**Exercise details**
Everything from the line containing "If you could put a dot on the patio" to the final line of the records below should be given again exactly, and nothing else.

Records of labeled points:
==============================

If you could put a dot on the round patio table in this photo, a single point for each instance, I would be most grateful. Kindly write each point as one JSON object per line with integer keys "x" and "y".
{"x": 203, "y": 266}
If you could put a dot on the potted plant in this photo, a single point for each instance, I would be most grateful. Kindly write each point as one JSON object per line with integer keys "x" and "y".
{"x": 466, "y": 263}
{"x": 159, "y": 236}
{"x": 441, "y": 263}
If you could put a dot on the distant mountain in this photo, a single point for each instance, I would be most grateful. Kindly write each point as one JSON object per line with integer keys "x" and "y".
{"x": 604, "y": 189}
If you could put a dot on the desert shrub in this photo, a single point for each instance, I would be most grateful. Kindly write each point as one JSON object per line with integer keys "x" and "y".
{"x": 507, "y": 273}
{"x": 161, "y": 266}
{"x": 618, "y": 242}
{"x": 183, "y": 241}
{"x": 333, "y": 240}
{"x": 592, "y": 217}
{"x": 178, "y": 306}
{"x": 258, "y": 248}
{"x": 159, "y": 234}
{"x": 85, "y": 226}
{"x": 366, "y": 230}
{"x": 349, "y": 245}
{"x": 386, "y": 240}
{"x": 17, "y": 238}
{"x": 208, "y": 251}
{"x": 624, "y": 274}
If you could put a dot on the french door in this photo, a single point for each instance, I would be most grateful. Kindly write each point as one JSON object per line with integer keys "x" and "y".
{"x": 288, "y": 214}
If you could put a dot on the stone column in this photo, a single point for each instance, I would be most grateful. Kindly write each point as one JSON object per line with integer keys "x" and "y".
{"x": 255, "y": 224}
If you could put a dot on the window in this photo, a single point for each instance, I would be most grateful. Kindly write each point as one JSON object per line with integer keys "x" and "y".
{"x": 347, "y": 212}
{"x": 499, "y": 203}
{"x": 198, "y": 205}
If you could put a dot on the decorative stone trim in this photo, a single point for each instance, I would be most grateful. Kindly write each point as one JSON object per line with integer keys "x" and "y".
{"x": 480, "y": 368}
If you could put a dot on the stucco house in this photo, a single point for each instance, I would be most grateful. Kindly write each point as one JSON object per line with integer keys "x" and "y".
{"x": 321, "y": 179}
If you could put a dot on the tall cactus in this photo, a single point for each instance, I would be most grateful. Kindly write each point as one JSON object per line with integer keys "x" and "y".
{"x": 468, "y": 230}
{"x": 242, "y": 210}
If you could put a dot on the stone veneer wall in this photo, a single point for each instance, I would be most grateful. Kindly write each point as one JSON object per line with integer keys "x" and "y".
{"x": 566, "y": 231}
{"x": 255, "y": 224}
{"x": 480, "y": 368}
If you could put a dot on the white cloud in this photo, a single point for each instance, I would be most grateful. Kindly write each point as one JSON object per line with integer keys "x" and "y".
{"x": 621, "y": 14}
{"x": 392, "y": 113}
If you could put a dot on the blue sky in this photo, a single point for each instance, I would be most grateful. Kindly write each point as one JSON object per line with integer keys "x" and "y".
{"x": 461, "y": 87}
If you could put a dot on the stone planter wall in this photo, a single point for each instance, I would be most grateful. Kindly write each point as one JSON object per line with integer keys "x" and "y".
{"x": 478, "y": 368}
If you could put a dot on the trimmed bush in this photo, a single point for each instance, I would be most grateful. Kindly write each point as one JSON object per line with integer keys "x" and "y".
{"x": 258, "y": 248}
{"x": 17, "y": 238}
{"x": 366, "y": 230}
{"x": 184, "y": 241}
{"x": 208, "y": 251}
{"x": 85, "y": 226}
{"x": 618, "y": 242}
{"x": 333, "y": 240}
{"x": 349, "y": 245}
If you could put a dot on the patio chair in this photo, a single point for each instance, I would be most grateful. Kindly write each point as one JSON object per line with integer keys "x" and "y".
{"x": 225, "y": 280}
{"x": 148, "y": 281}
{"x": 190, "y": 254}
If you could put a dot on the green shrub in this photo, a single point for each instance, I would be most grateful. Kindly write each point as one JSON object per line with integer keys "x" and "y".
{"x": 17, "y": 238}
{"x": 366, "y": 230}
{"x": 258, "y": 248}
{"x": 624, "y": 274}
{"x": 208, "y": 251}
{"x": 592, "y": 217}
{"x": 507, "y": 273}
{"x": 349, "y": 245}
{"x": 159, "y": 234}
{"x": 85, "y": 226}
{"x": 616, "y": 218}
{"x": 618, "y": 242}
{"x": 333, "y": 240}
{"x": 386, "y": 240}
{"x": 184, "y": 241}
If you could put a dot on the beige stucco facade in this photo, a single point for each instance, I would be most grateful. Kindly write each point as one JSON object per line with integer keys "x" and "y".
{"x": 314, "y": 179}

==============================

**Answer to the task**
If you could put a dot on the patio chair in this photo, a single point for each instance, I would be most grateful. Kindly write each point as one JSON object per line with integer keys "x" and "y".
{"x": 225, "y": 280}
{"x": 148, "y": 281}
{"x": 190, "y": 254}
If you could put a dot on the green shrub in this photo, a single point for each instance, I would be most grateful. Kindly write each point as one JSON object per line with integer keys "x" and "y".
{"x": 17, "y": 238}
{"x": 366, "y": 230}
{"x": 258, "y": 248}
{"x": 624, "y": 274}
{"x": 208, "y": 251}
{"x": 592, "y": 217}
{"x": 507, "y": 273}
{"x": 349, "y": 245}
{"x": 159, "y": 234}
{"x": 85, "y": 226}
{"x": 616, "y": 218}
{"x": 618, "y": 242}
{"x": 333, "y": 240}
{"x": 386, "y": 240}
{"x": 184, "y": 241}
If you could put a dot on the beige stucco facade in this photo, a single point for each instance, I would be most grateful. Kindly write each point as one JSON object per line with integer keys "x" and "y".
{"x": 314, "y": 179}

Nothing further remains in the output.